**Written problem:** Print the part of the camping-on-a-budget thread below, starting with "one of the expenses" and going on through "for 20 pounds.".

#### Text shown

# Camping On A Budget?



## Admin

It amazes me how quickly the cost of camping can add up!

For those of you who enjoy camping, let's share tips on things we can do to keep the cost down.


----------



## snapper388

one of the expenses I don't like is the price of ice $3.50-$4.00 for 7 pounds at the campgrounds,:shocked: I always try to locate a roadside ice machine where ice is $1.25 - $1.50 for 20 pounds.


----------



## Admin

I have gotten so I try to avoid buying anything from the campground stores.


----------



## calwb

Living in Indiana and being retired we camp Sunday===Thursday for seven dollars a night less.We dont buy firewood at the campground I have a place that gives me wood pallets and I cut them up.Unless its a must have we never buy anything at the camp store.We always stay in the state parks.


----------



## Greywuff

We try really hard to bring everything we need when we come. That way, we don't have to "run to the store" for anything. We have even been successful with that a couple of times, but occassionally, we gotta bite the bullet and make the run.

########
#### Information provided

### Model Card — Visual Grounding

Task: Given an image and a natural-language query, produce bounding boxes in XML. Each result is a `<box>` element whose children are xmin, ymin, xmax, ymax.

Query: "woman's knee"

########

**Complete output:**
one of the expenses I don't like is the price of ice $3.50-$4.00 for 7 pounds at the campgrounds,:shocked: I always try to locate a roadside ice machine where ice is $1.25 - $1.50 for 20 pounds.